[Opening INFORMATION GIVEN section]

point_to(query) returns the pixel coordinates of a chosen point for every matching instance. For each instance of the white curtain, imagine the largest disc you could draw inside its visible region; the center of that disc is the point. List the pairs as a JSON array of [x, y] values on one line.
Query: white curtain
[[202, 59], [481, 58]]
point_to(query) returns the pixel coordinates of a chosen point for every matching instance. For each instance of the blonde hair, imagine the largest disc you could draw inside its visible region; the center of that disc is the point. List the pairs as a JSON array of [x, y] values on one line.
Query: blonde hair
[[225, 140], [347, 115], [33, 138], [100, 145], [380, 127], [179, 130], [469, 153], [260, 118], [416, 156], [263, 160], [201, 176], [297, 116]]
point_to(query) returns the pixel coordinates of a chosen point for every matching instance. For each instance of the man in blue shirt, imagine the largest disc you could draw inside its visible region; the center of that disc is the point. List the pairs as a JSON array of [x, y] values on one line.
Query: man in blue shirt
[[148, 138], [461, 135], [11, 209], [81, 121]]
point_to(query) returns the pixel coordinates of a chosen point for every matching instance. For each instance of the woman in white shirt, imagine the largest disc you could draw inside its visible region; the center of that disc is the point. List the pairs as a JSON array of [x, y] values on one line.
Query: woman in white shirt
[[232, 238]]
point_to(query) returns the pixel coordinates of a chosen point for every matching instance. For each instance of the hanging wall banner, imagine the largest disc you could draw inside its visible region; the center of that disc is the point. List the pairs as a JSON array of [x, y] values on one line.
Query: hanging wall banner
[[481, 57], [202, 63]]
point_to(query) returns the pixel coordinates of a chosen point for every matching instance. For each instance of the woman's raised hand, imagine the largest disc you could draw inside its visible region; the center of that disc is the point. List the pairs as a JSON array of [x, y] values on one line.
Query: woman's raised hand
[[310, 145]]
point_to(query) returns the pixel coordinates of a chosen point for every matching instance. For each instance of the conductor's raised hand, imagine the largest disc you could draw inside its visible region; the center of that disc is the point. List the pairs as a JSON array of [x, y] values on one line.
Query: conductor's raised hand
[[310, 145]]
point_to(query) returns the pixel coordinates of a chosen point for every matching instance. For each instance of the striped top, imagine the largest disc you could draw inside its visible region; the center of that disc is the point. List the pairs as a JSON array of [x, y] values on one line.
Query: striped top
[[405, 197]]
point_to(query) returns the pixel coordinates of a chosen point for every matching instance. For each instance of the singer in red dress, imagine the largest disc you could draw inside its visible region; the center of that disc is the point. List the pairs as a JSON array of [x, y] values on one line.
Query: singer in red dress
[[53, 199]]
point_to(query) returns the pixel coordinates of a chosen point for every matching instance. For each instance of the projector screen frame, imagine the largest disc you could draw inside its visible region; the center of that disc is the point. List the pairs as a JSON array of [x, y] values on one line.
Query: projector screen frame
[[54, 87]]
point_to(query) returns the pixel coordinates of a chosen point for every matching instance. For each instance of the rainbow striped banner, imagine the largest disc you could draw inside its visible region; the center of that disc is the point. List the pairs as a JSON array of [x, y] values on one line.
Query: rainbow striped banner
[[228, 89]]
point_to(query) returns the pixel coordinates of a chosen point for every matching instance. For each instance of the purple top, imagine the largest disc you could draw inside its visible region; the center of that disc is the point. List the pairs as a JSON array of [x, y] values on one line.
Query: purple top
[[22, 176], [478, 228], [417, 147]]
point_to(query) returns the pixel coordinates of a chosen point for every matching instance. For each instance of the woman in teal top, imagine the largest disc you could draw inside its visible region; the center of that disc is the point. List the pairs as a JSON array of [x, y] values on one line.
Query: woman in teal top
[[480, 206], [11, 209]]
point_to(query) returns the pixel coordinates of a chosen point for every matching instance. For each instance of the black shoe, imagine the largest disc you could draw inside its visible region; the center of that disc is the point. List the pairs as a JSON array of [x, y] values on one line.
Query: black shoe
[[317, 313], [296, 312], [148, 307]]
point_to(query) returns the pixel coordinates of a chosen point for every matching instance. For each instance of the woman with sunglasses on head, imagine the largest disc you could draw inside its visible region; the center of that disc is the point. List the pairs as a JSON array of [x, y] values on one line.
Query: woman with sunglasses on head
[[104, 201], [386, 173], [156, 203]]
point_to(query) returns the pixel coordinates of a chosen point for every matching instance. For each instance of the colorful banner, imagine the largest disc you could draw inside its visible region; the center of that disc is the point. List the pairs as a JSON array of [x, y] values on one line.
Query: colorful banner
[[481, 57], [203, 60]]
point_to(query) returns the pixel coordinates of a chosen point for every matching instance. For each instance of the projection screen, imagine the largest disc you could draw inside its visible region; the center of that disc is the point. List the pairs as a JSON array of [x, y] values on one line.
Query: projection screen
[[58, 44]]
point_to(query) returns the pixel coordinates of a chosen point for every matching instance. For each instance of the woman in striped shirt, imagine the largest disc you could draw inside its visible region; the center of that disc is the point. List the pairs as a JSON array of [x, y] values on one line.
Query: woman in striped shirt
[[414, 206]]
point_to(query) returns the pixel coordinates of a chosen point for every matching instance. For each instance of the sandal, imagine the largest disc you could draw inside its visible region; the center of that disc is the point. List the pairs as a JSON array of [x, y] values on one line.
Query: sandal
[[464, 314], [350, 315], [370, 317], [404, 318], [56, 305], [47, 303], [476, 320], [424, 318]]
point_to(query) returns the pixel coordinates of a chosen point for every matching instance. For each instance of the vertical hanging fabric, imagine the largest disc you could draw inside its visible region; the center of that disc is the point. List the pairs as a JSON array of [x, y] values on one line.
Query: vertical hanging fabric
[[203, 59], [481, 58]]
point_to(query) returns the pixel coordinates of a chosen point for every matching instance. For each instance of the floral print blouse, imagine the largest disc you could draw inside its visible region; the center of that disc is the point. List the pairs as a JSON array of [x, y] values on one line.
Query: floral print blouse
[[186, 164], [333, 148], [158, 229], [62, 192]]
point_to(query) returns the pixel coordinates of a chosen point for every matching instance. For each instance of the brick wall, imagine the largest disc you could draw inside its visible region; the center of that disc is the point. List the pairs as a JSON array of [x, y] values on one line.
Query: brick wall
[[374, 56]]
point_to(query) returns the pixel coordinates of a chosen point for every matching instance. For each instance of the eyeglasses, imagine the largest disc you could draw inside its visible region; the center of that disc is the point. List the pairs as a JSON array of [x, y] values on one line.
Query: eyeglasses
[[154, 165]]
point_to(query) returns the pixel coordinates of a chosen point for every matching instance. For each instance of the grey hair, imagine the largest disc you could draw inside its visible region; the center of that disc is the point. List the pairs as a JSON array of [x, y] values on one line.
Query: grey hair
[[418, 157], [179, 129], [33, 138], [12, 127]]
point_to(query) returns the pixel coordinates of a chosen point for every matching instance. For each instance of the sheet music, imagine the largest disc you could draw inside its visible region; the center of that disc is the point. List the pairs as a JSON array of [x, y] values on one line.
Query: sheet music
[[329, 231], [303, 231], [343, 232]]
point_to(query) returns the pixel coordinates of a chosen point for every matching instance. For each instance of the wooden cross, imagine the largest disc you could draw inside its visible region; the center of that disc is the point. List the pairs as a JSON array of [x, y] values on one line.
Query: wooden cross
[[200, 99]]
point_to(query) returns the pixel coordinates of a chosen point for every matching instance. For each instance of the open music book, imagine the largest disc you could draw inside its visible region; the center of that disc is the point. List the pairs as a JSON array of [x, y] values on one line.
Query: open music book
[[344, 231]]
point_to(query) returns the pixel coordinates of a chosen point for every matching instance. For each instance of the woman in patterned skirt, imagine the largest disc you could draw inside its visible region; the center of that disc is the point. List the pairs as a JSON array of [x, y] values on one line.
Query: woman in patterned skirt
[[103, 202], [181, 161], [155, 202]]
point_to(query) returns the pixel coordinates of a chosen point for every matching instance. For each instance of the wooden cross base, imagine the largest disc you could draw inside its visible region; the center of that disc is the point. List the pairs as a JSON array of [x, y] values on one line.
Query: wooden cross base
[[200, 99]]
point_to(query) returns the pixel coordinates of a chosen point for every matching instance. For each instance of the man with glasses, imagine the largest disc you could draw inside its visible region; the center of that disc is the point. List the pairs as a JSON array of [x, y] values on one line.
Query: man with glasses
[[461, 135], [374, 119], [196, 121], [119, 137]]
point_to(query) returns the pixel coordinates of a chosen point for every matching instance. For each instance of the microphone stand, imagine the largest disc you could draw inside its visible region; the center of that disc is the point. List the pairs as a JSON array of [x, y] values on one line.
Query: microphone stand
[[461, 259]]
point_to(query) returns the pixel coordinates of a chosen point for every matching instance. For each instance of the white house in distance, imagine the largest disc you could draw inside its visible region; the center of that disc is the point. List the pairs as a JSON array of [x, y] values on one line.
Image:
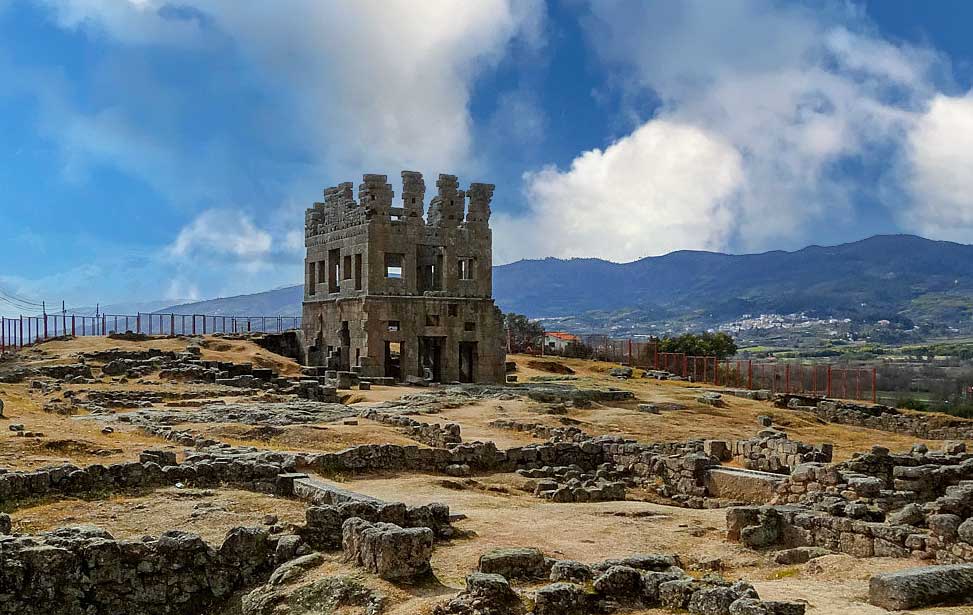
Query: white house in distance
[[557, 341]]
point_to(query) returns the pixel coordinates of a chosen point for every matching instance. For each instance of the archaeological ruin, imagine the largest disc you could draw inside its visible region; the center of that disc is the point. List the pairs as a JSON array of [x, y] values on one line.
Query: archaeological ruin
[[391, 294]]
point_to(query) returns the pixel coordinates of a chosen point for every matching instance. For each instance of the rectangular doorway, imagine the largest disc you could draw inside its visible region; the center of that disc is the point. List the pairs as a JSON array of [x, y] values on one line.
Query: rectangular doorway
[[430, 358], [467, 361], [393, 360]]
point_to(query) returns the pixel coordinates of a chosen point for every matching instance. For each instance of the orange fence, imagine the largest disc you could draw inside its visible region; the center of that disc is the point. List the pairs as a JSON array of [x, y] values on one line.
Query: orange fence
[[859, 383]]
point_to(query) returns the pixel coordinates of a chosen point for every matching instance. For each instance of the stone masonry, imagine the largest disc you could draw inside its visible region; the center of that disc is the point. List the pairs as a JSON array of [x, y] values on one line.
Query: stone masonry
[[391, 294]]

[Closing INFORMATION GIVEN section]

WHAT YOU HAVE TO DO
Exact copies of the lines from the one with "Query: archaeological ruin" through the final line of the listing should be returned, and no other lines.

THE ANSWER
Query: archaeological ruin
[[391, 294]]
point_to(query) returns the pixel coordinates of a chosen point for every matching instance. For each instance of the rectangular doorway, imagine the largest disc you could draw inside its visible region; the center of that disc is the point. List the pairs as a JSON array of [x, y] values on one line.
Query: rectangular doorway
[[430, 358], [467, 361], [393, 360]]
point_to(query) returns the pixel coordinates of a chosen point for every matching instance. For each instance of the orange fence, imagine the largest disc you could draw inside its visible region; the center of that disc is the point. List the pairs as a JSON array of [x, y] values on one line.
Query: orange fence
[[859, 383]]
point_to(query) returns the pixel coordinates of a chosen point for every matching instance. For each instance of the stone masonry, imagine the largest disc you could draw inside its visible region; the center of that disc is the point. List the pairs as a JSON array of [x, y] values on one line.
Query: stone masonry
[[391, 294]]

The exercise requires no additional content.